● **Directions for this task**:
Please filter the entries and return only the lines that include "hooded".

● **Provided records**:
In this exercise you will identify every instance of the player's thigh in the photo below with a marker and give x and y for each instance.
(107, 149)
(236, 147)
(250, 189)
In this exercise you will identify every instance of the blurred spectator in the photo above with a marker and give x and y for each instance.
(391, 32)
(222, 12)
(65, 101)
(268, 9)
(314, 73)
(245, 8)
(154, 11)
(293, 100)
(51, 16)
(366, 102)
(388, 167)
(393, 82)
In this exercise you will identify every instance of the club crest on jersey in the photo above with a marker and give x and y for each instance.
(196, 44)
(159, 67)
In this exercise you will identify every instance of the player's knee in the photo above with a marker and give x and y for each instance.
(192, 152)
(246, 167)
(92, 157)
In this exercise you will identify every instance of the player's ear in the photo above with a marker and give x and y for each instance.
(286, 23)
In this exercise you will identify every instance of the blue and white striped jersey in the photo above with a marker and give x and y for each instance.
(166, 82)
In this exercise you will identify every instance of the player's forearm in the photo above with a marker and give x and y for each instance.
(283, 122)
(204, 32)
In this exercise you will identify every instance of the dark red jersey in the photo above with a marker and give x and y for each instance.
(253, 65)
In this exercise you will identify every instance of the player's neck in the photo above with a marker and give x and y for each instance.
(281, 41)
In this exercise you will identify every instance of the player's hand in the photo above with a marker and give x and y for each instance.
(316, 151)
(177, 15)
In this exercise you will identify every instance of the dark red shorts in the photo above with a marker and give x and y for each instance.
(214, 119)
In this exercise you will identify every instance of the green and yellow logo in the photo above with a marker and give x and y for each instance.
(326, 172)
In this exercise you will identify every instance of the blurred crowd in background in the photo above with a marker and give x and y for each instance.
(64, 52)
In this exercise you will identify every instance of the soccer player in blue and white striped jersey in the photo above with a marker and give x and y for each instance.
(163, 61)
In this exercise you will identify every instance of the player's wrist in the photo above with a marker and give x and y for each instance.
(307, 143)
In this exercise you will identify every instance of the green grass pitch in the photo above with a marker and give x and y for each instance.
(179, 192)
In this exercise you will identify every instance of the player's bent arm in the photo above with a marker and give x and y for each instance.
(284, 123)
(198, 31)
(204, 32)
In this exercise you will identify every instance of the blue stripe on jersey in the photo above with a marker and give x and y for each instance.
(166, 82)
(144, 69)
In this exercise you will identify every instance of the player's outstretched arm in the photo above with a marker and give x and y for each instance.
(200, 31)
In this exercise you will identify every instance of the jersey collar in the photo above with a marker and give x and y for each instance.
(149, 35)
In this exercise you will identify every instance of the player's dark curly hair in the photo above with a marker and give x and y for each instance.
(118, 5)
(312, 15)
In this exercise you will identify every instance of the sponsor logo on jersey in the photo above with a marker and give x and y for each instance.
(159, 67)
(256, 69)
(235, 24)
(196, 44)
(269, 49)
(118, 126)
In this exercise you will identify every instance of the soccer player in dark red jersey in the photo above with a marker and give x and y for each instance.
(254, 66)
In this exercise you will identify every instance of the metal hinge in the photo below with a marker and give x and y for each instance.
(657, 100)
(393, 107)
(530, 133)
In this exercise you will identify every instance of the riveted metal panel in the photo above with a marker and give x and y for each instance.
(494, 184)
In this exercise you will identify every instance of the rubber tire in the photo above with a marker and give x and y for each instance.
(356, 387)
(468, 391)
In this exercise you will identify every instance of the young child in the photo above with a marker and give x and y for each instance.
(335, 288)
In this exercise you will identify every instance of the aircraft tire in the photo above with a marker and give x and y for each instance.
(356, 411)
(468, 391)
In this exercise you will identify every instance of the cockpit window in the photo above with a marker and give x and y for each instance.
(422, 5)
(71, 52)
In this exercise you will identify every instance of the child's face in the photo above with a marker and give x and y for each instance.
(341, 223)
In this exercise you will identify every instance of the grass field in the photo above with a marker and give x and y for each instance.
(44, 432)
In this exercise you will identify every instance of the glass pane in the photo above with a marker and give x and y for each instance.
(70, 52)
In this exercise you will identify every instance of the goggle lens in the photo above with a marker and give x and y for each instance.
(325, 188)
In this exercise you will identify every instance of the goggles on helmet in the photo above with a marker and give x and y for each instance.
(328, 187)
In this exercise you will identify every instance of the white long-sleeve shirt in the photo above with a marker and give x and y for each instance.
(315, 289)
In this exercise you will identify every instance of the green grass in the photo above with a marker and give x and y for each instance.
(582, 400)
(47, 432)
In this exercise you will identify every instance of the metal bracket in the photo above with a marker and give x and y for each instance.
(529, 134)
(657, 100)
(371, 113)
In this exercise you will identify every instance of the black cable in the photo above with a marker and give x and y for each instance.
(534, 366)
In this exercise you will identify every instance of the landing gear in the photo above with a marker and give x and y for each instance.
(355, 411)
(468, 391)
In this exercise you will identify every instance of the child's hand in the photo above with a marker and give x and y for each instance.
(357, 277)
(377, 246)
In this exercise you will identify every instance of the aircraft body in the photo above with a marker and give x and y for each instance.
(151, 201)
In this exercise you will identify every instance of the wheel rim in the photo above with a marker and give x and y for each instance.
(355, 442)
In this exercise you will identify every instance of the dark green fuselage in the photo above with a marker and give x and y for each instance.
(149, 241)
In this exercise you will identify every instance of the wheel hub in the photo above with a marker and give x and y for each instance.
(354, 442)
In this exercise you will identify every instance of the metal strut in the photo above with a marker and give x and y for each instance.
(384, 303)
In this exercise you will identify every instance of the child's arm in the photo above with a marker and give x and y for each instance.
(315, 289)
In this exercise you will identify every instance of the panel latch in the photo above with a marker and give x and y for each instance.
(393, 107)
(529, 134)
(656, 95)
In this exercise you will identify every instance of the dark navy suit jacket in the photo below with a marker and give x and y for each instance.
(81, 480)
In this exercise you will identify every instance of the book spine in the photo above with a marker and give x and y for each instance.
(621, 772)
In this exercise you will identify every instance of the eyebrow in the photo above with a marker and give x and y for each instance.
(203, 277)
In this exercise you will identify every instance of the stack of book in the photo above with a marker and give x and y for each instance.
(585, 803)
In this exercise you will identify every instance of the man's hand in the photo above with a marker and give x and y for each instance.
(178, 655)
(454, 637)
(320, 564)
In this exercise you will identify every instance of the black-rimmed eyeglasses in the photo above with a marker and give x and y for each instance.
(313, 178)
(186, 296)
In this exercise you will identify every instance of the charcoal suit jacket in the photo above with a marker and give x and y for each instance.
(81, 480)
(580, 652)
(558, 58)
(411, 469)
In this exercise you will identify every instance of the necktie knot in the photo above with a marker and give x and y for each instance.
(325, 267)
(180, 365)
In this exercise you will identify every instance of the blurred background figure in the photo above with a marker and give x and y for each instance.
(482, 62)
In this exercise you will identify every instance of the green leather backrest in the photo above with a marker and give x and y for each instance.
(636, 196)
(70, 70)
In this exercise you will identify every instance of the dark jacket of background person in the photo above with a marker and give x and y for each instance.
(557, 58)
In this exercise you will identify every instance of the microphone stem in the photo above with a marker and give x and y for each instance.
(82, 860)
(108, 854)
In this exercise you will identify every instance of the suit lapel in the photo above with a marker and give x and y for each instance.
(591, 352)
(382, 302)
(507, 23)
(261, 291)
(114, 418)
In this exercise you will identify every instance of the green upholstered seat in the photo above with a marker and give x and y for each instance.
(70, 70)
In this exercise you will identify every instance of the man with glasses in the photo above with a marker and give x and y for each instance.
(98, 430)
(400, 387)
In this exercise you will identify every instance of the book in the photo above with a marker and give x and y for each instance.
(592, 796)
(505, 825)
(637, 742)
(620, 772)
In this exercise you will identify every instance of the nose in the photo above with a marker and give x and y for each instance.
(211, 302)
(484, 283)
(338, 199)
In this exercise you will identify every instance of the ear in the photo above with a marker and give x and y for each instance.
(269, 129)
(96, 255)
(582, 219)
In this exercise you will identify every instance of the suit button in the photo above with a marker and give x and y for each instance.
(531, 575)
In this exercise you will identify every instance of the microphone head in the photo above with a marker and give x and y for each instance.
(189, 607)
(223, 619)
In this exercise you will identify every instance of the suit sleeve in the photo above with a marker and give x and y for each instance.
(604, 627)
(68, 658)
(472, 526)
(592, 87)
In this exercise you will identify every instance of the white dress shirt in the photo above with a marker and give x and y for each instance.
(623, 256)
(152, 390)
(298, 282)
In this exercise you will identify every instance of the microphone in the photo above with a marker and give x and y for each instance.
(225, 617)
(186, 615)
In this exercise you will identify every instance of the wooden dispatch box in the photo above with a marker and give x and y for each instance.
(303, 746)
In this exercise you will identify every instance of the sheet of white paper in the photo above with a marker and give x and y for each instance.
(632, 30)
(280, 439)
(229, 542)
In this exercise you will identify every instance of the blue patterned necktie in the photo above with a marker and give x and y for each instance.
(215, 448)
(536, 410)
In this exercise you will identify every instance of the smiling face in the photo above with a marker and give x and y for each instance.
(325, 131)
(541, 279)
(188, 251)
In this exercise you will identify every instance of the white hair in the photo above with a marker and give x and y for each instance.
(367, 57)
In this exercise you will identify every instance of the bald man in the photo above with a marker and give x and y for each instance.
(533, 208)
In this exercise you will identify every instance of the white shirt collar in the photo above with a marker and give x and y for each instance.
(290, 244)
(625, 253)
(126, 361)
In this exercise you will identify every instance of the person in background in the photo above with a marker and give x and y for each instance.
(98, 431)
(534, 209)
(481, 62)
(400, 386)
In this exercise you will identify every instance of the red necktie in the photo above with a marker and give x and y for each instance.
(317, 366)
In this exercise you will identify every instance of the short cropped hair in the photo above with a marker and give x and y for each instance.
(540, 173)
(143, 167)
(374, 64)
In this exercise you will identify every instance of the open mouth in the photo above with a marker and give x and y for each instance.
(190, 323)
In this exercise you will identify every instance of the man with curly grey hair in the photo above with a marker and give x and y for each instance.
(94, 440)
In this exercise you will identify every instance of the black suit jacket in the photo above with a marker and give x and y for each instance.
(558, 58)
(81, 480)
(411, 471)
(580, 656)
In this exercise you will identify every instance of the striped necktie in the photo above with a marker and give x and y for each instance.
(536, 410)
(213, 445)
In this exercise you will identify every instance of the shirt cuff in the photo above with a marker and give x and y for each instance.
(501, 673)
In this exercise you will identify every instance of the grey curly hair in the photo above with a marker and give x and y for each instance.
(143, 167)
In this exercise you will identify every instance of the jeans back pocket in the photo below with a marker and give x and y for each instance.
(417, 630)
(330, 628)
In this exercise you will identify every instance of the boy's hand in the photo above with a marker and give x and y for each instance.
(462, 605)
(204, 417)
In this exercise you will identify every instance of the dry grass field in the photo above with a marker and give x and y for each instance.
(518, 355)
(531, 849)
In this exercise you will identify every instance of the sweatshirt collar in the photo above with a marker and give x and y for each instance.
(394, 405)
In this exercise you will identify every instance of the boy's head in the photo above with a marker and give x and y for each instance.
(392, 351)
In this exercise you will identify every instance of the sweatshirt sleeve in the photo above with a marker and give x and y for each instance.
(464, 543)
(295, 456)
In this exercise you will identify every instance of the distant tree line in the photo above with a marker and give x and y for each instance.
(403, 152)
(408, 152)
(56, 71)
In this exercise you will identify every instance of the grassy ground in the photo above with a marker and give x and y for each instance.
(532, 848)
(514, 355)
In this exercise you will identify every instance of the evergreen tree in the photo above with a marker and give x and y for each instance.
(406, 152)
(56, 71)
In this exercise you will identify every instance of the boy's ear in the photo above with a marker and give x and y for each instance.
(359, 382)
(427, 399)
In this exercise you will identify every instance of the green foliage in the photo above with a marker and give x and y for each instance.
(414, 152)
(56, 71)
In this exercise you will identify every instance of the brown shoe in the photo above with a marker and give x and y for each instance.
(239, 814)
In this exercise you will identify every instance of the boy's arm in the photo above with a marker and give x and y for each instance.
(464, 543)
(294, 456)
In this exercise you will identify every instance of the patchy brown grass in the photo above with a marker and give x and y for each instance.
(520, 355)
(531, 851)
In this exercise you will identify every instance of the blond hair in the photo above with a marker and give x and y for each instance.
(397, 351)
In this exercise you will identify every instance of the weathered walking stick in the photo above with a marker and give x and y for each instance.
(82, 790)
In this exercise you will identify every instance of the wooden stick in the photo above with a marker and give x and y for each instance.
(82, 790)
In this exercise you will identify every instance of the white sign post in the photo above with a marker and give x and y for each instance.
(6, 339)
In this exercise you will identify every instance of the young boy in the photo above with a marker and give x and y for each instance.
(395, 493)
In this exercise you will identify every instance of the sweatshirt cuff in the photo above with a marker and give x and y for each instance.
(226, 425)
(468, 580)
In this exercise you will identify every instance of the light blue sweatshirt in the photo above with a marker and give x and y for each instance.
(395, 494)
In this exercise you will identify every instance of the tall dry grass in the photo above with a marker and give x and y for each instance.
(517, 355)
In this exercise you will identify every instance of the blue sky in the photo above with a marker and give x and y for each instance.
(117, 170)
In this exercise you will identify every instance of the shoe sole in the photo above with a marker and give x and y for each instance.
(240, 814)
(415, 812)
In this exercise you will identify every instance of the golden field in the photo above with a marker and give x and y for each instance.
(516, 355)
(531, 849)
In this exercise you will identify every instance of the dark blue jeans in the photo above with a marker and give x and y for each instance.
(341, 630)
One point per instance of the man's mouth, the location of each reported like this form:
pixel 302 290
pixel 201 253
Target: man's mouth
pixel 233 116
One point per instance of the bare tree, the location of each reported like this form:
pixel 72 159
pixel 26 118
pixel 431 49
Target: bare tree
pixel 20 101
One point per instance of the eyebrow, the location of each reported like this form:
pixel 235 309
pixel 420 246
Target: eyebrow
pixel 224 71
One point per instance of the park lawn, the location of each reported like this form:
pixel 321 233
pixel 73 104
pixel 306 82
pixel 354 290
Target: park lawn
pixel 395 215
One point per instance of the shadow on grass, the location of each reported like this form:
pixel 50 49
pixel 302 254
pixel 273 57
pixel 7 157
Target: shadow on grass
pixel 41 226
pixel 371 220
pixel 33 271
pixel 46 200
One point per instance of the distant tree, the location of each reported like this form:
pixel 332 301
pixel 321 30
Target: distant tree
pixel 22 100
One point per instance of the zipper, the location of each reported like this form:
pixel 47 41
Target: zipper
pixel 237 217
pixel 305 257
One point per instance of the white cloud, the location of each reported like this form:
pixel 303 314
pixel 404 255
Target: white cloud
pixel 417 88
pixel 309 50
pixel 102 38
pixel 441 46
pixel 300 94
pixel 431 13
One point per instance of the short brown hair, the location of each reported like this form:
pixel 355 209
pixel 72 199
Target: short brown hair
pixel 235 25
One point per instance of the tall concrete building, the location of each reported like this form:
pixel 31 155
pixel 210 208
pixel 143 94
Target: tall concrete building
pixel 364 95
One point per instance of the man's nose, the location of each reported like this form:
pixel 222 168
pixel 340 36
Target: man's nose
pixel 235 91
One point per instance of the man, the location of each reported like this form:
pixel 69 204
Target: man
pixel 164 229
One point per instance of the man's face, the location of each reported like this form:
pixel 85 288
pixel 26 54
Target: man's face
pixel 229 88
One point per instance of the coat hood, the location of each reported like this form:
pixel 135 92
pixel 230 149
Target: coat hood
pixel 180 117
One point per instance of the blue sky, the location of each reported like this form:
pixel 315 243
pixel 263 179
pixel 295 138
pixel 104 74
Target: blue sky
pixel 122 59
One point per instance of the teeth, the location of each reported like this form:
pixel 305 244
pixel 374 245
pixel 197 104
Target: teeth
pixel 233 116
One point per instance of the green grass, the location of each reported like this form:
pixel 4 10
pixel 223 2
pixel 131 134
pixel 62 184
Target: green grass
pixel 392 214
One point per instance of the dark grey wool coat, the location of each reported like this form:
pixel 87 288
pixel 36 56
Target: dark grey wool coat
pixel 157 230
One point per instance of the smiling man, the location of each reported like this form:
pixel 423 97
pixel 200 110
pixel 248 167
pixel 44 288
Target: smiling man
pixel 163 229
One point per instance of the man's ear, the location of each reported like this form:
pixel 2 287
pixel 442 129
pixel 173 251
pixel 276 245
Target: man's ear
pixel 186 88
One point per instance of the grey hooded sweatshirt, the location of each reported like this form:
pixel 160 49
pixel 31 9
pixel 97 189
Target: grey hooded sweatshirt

● **Response box**:
One point per instance of the grey hooded sweatshirt, the location of each reported like this form:
Target: grey hooded sweatshirt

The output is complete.